DO THIS:
Repeat the records below exactly as they appear.

-- start WORKING DATA --

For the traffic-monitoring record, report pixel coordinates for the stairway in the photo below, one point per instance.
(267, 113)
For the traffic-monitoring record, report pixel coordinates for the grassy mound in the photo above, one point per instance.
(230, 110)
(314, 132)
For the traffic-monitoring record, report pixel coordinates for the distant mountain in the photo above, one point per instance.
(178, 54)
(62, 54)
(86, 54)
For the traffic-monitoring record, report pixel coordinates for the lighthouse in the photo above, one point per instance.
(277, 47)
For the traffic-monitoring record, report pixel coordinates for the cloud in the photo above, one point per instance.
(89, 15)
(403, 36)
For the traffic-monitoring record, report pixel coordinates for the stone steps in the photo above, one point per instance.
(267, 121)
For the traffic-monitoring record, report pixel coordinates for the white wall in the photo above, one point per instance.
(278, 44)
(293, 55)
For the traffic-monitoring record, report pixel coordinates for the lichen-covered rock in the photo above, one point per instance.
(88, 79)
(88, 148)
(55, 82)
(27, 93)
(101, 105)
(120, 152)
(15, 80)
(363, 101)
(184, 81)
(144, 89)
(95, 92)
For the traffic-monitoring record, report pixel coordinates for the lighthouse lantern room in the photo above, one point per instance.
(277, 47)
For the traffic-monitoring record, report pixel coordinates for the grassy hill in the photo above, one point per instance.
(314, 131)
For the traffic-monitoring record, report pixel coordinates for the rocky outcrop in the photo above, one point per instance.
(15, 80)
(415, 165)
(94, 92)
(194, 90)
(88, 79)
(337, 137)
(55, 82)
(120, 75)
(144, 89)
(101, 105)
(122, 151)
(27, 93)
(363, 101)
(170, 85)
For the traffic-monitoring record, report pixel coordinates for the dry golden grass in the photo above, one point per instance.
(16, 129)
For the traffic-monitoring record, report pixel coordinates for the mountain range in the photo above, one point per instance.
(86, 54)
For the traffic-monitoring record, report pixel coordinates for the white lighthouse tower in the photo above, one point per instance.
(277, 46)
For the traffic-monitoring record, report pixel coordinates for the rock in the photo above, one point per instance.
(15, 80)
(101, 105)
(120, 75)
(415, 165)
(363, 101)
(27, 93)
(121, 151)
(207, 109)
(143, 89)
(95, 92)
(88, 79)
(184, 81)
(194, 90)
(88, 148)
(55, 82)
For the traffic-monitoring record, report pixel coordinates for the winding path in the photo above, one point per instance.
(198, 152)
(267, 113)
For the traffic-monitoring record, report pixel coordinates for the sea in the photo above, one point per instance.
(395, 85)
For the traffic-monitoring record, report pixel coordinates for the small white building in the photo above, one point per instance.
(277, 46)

-- end WORKING DATA --

SOLUTION TO THE PROBLEM:
For the traffic-monitoring record, report pixel coordinates for the stairway in the photo below, one point per instance.
(267, 113)
For the traffic-monitoring record, report pixel coordinates for the grassy mound in the photo above, one point per instance.
(230, 110)
(314, 132)
For the traffic-monitoring record, report pixel coordinates for the distant mountain in the photo above, one point per instance.
(178, 54)
(62, 54)
(86, 54)
For the traffic-monitoring record, report pixel coordinates for the lighthouse in the photo above, one point per instance.
(277, 47)
For the traffic-monitoring record, report pixel coordinates for the cloud in the photo above, one point per instance.
(89, 15)
(403, 36)
For the traffic-monitoring record, report pixel coordinates for the stone steps in the photo above, one point per instance.
(267, 121)
For the traffic-monitoring record, report pixel coordinates for the white wall in the photo above, one point per instance.
(278, 44)
(293, 55)
For the traffic-monitoring record, report pixel coordinates for the lichen-covered rock in the photo above, one point per instance.
(88, 79)
(88, 148)
(55, 82)
(27, 93)
(101, 105)
(120, 152)
(15, 80)
(363, 101)
(184, 81)
(144, 89)
(95, 92)
For the traffic-monitoring record, report pixel coordinates for the lighthouse lantern room in the photo above, one point per instance.
(277, 47)
For the traffic-monitoring record, report pixel coordinates for the grassy hill in the photo above, one point per instance.
(314, 131)
For the traffic-monitoring record, report pixel coordinates for the rocky outcrop in the photo above, one point per instance.
(15, 80)
(415, 165)
(94, 92)
(194, 90)
(88, 79)
(337, 137)
(55, 82)
(120, 75)
(144, 89)
(101, 105)
(122, 151)
(27, 93)
(363, 101)
(170, 85)
For the traffic-monitoring record, report pixel coordinates for the dry golden grass in the photo above, one point per instance.
(16, 129)
For the traffic-monitoring record, report pixel coordinates for the mountain range in the photo above, one point per instance.
(86, 54)
For the traffic-monitoring record, report pixel coordinates for the white lighthouse tower in the photo above, one point per instance.
(277, 46)
For the traffic-monitoring record, report pixel coordinates for the rock in the photo above, one point per instance.
(15, 80)
(101, 105)
(120, 75)
(415, 165)
(363, 101)
(27, 93)
(121, 151)
(207, 109)
(143, 89)
(95, 92)
(88, 79)
(184, 81)
(194, 90)
(88, 148)
(55, 82)
For the traffic-monitoring record, report pixel coordinates for the winding path in the photo above, one point per instance.
(198, 152)
(267, 113)
For the traffic-monitoring record, report pixel coordinates for the sea in the photo above, one point per instance.
(395, 85)
For the traffic-monitoring record, report pixel coordinates for the small white building in the photo above, one point per instance.
(277, 46)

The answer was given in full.